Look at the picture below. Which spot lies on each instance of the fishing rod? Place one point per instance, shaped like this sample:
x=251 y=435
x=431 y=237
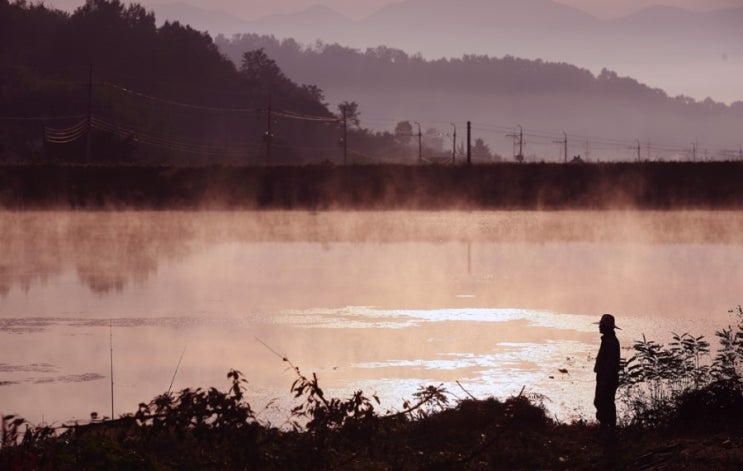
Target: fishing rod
x=111 y=344
x=176 y=370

§

→ **Problem to solve**
Copy out the entries above word for word, without the pictures.

→ **Correct response**
Look at the picture below. Which spot lies on each instance of the fishing rod? Place one point per instance, shaped like this sample:
x=251 y=435
x=431 y=237
Target: fishing rod
x=111 y=344
x=176 y=370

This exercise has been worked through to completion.